Document excerpt:
++++
MILAN • Italy scrambled yesterday to contain the biggest outbreak of coronavirus in Europe, shutting off the worst-affected towns and cancelling public events as the number of those infected jumped above 130.
The government passed stringent emergency measures late on Saturday after the first two deaths from the disease were recorded in the wealthy northern regions of Lombardy and Veneto.
The number of certified cases in Lombardy rose to 89 yesterday from 54 a day earlier, while in Veneto some 24 people had been infected, including two people in Venice, which is packed with tourists for the annual carnival.
Health officials reported isolated cases in the neighbouring regions of Piedmont and Emilia Romagna, saying the total number of known infections in Italy was 132.
Almost a dozen towns in Lombardy and Veneto, with a combined population of some 50,000, have effectively been placed under quarantine, with locals urged to stay home and special permission needed to enter or leave the designated areas.
Universities were shuttered across much of northern Italy until early next month and four top-flight Serie A soccer matches set for yesterday were postponed.
++++
Questions to answer:
- a) Reproduce the passage of the Italy coronavirus report that begins at the words "MILAN • Italy" and stops after "Lombardy and Veneto.".
- b) Carry the Italy coronavirus outbreak report forward from its final sentence.

Point localization items:
++++
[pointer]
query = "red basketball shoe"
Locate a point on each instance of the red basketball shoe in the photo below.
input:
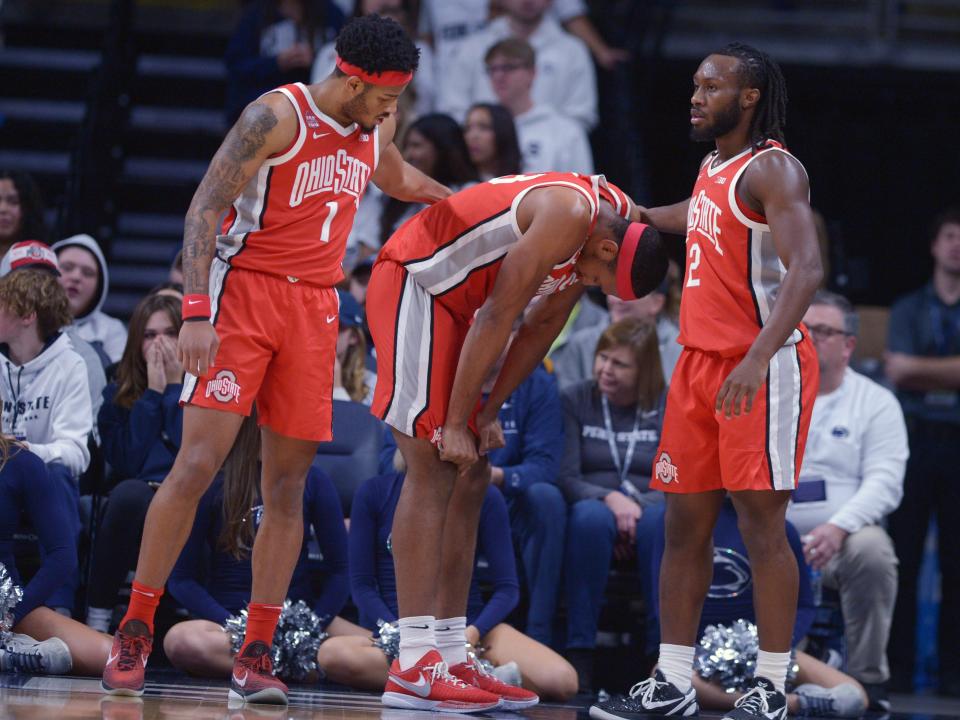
(123, 674)
(429, 686)
(253, 679)
(514, 698)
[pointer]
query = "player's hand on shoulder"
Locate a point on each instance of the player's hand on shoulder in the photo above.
(197, 347)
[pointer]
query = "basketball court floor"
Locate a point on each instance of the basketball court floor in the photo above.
(173, 697)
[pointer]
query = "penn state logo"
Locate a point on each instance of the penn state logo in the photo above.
(224, 387)
(731, 574)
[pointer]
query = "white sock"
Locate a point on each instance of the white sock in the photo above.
(416, 639)
(99, 618)
(773, 666)
(676, 664)
(452, 640)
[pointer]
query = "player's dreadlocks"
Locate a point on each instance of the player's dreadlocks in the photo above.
(757, 69)
(377, 44)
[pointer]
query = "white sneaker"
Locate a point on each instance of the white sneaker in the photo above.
(21, 653)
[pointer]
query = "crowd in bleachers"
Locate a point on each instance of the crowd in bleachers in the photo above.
(91, 420)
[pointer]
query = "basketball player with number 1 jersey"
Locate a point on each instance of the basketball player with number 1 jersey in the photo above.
(260, 321)
(742, 394)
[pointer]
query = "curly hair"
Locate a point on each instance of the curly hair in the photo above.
(377, 44)
(36, 291)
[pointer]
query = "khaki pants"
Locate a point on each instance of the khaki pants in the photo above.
(864, 572)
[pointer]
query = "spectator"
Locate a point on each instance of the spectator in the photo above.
(43, 641)
(274, 44)
(573, 362)
(434, 145)
(21, 212)
(140, 425)
(548, 140)
(819, 689)
(84, 275)
(491, 138)
(223, 531)
(612, 428)
(46, 398)
(351, 378)
(354, 661)
(923, 363)
(851, 479)
(564, 80)
(419, 98)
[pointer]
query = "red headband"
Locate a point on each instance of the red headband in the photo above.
(628, 250)
(390, 77)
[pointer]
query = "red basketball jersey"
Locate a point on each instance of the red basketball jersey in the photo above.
(293, 217)
(733, 271)
(454, 248)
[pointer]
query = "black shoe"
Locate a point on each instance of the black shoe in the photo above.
(877, 696)
(653, 696)
(762, 701)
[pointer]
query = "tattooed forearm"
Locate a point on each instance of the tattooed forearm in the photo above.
(229, 172)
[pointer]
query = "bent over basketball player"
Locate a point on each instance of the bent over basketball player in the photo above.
(260, 320)
(742, 394)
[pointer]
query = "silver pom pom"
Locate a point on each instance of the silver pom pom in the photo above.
(728, 655)
(10, 595)
(296, 640)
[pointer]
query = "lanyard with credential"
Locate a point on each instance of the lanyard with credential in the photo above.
(622, 470)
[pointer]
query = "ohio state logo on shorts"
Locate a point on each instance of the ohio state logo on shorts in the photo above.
(665, 469)
(224, 387)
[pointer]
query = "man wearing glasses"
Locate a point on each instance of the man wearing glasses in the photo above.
(850, 480)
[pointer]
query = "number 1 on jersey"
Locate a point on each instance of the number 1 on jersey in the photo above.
(325, 230)
(694, 255)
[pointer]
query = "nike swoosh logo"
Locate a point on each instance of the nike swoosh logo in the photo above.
(421, 687)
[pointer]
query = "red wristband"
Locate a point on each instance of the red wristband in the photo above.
(196, 306)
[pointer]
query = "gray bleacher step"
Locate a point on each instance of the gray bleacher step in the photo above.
(49, 59)
(42, 110)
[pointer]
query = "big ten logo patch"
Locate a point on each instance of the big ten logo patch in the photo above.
(665, 470)
(224, 387)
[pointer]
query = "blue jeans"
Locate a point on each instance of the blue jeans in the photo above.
(538, 519)
(591, 536)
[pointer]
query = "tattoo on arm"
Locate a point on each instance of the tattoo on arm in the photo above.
(223, 182)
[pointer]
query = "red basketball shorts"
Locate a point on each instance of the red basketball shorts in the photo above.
(418, 343)
(278, 341)
(700, 450)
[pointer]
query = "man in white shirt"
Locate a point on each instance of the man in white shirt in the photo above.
(548, 140)
(852, 478)
(565, 78)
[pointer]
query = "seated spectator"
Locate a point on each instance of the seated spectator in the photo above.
(43, 641)
(565, 78)
(612, 428)
(419, 98)
(140, 426)
(573, 362)
(84, 275)
(21, 212)
(491, 138)
(274, 44)
(355, 661)
(923, 362)
(818, 688)
(434, 145)
(213, 577)
(851, 479)
(548, 140)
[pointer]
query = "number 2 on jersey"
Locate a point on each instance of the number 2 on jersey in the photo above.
(694, 255)
(325, 230)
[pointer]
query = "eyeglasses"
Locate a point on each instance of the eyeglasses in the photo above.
(504, 68)
(825, 332)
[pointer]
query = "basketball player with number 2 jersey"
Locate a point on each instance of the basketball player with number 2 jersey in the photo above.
(742, 393)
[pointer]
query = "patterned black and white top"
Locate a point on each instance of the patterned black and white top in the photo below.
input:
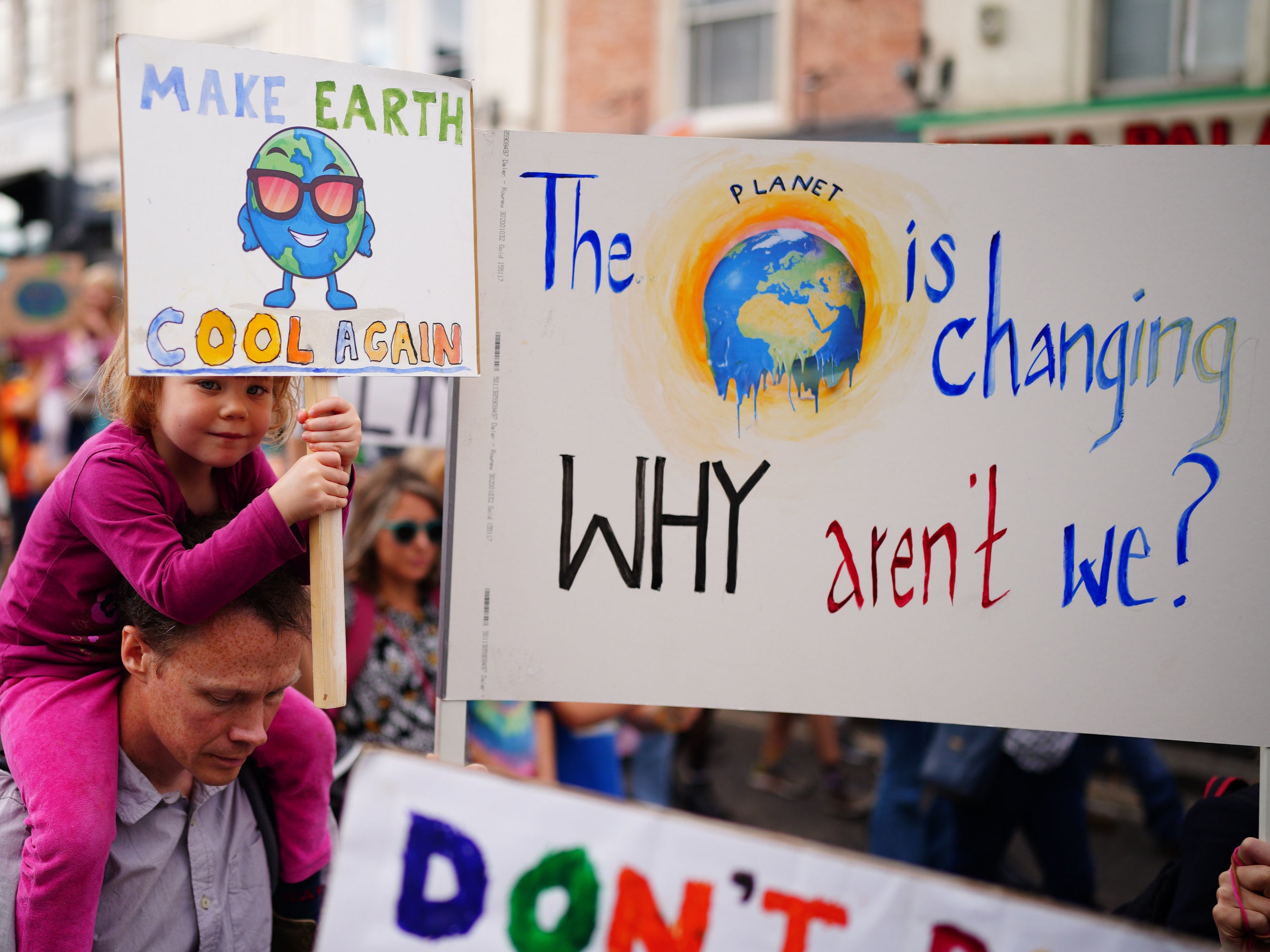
(393, 700)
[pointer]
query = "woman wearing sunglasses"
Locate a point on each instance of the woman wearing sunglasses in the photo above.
(393, 553)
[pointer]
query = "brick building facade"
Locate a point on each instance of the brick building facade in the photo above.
(731, 67)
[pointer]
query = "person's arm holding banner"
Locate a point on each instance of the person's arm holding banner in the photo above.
(1245, 915)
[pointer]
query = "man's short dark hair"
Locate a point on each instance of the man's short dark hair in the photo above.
(279, 600)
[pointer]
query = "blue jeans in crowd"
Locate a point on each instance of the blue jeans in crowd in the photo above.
(1155, 784)
(907, 823)
(652, 768)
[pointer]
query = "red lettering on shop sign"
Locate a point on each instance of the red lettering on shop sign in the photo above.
(1143, 134)
(1182, 134)
(949, 938)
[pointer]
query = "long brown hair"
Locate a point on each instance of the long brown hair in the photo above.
(374, 498)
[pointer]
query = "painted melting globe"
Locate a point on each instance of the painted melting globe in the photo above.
(784, 306)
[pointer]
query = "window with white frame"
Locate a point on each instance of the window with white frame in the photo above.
(103, 39)
(374, 33)
(731, 51)
(1160, 44)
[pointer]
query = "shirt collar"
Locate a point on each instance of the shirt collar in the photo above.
(137, 795)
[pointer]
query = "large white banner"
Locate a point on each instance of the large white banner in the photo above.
(949, 433)
(399, 412)
(433, 856)
(286, 215)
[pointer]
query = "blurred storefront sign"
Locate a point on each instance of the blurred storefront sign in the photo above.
(1211, 117)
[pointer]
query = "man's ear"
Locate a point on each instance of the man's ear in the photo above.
(137, 654)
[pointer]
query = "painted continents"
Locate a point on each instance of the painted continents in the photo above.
(784, 306)
(305, 244)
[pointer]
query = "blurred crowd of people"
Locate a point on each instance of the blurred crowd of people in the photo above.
(940, 797)
(49, 399)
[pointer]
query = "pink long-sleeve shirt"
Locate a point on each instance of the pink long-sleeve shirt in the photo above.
(115, 512)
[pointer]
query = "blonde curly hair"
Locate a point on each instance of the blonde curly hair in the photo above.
(135, 400)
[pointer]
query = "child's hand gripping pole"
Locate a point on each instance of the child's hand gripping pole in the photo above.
(327, 585)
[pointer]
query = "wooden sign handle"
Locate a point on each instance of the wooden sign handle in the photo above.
(327, 585)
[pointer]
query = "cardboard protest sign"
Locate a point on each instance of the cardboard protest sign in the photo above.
(287, 215)
(431, 852)
(949, 433)
(399, 412)
(39, 295)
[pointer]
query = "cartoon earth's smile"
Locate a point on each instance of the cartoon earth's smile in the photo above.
(308, 240)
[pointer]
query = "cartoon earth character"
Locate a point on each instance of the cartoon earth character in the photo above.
(306, 209)
(784, 305)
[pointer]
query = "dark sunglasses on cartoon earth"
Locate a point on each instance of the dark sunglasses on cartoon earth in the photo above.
(280, 194)
(406, 530)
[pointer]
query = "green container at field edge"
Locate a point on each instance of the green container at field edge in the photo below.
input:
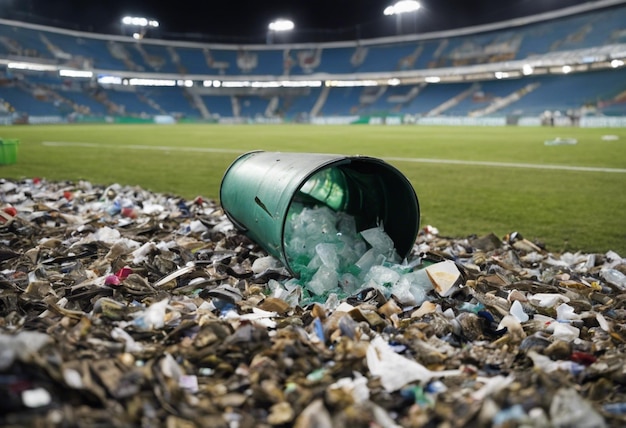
(258, 189)
(8, 151)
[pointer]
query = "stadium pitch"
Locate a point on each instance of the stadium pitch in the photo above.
(469, 180)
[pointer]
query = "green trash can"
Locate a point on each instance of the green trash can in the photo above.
(259, 187)
(8, 151)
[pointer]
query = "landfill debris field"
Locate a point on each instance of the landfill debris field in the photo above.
(121, 307)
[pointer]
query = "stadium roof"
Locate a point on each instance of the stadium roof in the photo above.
(246, 21)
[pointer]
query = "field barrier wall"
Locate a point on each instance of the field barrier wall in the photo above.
(388, 120)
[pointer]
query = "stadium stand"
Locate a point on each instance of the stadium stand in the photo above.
(564, 61)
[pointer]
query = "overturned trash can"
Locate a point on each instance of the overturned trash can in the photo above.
(259, 189)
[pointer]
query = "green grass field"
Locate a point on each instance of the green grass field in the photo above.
(567, 210)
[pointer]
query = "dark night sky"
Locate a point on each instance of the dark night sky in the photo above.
(246, 20)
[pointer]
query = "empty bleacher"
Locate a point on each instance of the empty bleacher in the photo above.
(46, 94)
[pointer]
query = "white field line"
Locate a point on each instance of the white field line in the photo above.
(390, 158)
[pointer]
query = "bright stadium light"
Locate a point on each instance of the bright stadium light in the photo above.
(139, 25)
(403, 6)
(138, 21)
(280, 25)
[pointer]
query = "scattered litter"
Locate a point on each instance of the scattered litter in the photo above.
(121, 307)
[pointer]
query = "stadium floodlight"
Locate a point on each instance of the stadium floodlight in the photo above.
(403, 6)
(527, 69)
(138, 21)
(139, 25)
(281, 25)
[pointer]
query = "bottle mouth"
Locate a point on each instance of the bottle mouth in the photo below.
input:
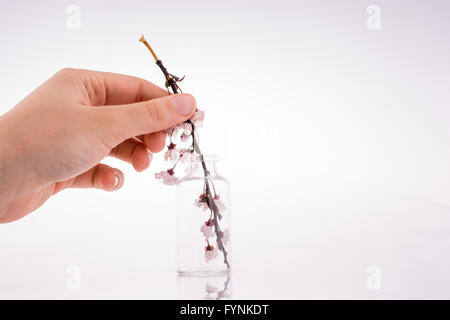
(206, 157)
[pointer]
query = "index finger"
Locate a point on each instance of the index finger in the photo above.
(105, 88)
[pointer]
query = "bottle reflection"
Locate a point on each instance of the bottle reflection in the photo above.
(204, 288)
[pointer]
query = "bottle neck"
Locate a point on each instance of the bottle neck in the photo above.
(206, 163)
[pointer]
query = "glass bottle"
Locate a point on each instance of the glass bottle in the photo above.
(203, 219)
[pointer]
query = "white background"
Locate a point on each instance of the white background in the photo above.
(335, 139)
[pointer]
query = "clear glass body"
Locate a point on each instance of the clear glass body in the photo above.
(203, 220)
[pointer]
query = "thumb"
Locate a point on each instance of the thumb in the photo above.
(150, 116)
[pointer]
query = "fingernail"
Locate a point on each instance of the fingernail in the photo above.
(150, 155)
(116, 181)
(183, 104)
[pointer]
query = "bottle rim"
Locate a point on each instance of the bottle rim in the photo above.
(206, 158)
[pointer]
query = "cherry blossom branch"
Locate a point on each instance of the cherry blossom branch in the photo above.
(171, 81)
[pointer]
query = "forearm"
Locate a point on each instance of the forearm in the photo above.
(9, 178)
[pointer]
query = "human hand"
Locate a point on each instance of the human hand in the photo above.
(55, 138)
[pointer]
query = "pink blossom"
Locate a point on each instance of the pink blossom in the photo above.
(185, 137)
(207, 229)
(197, 119)
(210, 253)
(185, 155)
(167, 177)
(225, 236)
(219, 203)
(172, 153)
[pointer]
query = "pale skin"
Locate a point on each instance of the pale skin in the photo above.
(57, 136)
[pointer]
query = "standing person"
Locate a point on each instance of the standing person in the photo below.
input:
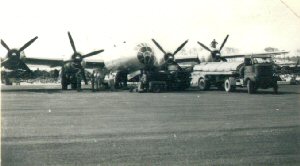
(214, 44)
(93, 81)
(111, 81)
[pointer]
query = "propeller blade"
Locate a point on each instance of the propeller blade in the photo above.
(72, 42)
(180, 47)
(4, 62)
(4, 45)
(297, 63)
(92, 53)
(83, 76)
(159, 47)
(27, 44)
(24, 66)
(225, 40)
(202, 45)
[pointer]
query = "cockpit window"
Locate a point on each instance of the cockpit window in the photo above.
(144, 49)
(262, 60)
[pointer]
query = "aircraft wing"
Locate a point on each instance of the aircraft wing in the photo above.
(94, 64)
(257, 54)
(46, 62)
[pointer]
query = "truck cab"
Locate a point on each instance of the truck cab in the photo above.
(259, 72)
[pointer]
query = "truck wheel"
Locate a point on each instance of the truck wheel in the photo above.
(228, 87)
(250, 86)
(275, 89)
(203, 85)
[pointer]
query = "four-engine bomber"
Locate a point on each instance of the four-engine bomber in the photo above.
(254, 72)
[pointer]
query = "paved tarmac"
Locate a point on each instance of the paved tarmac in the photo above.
(42, 125)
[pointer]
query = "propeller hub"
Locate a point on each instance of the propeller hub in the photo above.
(169, 57)
(146, 56)
(13, 55)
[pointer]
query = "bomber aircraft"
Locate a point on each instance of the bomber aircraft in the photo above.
(14, 63)
(214, 54)
(72, 69)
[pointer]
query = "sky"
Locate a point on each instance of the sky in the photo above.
(101, 24)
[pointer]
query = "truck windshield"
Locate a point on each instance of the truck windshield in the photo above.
(258, 60)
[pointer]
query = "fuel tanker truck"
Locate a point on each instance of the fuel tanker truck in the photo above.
(254, 72)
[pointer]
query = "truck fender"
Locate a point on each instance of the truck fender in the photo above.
(232, 81)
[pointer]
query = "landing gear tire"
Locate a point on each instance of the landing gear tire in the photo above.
(73, 86)
(250, 87)
(203, 84)
(228, 87)
(275, 89)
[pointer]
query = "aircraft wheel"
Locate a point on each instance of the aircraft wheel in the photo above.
(250, 87)
(203, 85)
(73, 86)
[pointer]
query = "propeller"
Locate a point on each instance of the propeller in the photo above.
(4, 45)
(169, 57)
(216, 54)
(27, 44)
(225, 40)
(13, 55)
(77, 58)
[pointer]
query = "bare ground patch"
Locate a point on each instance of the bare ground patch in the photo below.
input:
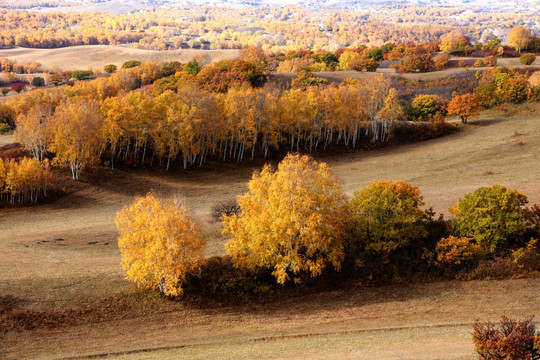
(63, 254)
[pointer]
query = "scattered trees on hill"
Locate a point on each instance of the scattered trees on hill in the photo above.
(289, 220)
(159, 243)
(417, 63)
(110, 68)
(35, 129)
(527, 58)
(465, 106)
(23, 181)
(510, 339)
(519, 37)
(493, 216)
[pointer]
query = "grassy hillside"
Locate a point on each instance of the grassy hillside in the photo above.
(80, 57)
(64, 254)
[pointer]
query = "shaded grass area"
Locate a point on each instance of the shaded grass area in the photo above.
(76, 284)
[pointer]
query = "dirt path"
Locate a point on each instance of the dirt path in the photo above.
(80, 57)
(65, 252)
(418, 321)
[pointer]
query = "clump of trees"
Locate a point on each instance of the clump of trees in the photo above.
(500, 85)
(465, 106)
(493, 216)
(295, 224)
(509, 339)
(23, 181)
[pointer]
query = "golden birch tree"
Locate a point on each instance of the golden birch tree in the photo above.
(289, 220)
(160, 244)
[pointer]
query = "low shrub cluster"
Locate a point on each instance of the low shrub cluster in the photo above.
(510, 339)
(23, 181)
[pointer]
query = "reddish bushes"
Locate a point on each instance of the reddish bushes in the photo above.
(511, 339)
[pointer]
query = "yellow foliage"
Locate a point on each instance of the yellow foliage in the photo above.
(289, 220)
(159, 243)
(388, 215)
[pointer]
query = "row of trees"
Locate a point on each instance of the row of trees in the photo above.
(96, 119)
(23, 181)
(295, 222)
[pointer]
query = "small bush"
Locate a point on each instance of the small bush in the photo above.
(490, 60)
(38, 81)
(528, 257)
(18, 86)
(527, 58)
(453, 251)
(219, 278)
(511, 339)
(228, 208)
(131, 63)
(109, 69)
(442, 61)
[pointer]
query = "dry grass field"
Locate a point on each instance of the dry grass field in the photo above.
(97, 56)
(64, 254)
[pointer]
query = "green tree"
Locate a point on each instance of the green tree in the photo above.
(131, 64)
(109, 69)
(465, 106)
(81, 74)
(289, 220)
(527, 58)
(492, 216)
(193, 67)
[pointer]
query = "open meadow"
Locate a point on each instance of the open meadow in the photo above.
(64, 254)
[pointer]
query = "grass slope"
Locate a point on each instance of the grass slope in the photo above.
(64, 254)
(80, 57)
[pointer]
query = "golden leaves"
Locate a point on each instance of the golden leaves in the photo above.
(289, 220)
(160, 244)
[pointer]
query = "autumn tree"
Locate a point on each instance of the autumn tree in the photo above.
(420, 62)
(527, 58)
(519, 37)
(510, 339)
(110, 68)
(465, 106)
(160, 244)
(442, 61)
(77, 139)
(493, 216)
(349, 58)
(456, 251)
(289, 220)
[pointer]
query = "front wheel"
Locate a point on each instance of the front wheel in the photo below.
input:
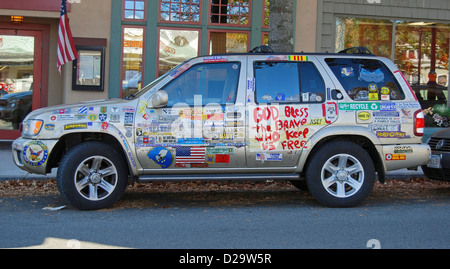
(340, 174)
(92, 176)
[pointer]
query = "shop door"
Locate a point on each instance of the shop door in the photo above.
(20, 78)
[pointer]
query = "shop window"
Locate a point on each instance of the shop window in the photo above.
(134, 9)
(288, 82)
(216, 83)
(228, 42)
(187, 11)
(376, 35)
(176, 46)
(366, 79)
(266, 16)
(235, 12)
(422, 54)
(88, 69)
(132, 71)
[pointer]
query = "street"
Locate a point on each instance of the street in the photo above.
(247, 219)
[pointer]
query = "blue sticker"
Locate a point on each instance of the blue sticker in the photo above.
(162, 156)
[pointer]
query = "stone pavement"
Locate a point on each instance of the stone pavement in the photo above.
(9, 171)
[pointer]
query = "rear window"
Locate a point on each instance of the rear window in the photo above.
(366, 79)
++++
Answers to the tasks:
- a)
MILAN • Italy scrambled yesterday to contain the biggest outbreak of coronavirus in Europe, shutting off the worst-affected towns and cancelling public events as the number of those infected jumped above 130.
The government passed stringent emergency measures late on Saturday after the first two deaths from the disease were recorded in the wealthy northern regions of Lombardy and Veneto.

- b)
Lombardy and Veneto represent Italy's industrial heartland and account for 30 per cent of gross domestic output. Any prolonged disruption is likely to have a serious impact on the whole economy.
Lombardy, home to Italy's financial capital Milan, ordered all schools in the region to close and said all public gatherings should be cancelled, including religious services. Museums and public libraries will also be shut. But Milan Fashion Week took place yesterday as scheduled.
The health authorities are struggling to work out how the outbreak started. The first cases were announced just last Friday and doctors do not know the source of the illness. Initial suspicion in Lombardy fell on a businessman who recently returned from China but he tested negative. In Veneto, eight Chinese visitors who had been to the town that was home to the first fatality also tested negative.
"We are (now) even more worried because if we cannot find 'patient zero', then it means the virus is even more ubiquitous than we thought," said Veneto regional governor Luca Zaia.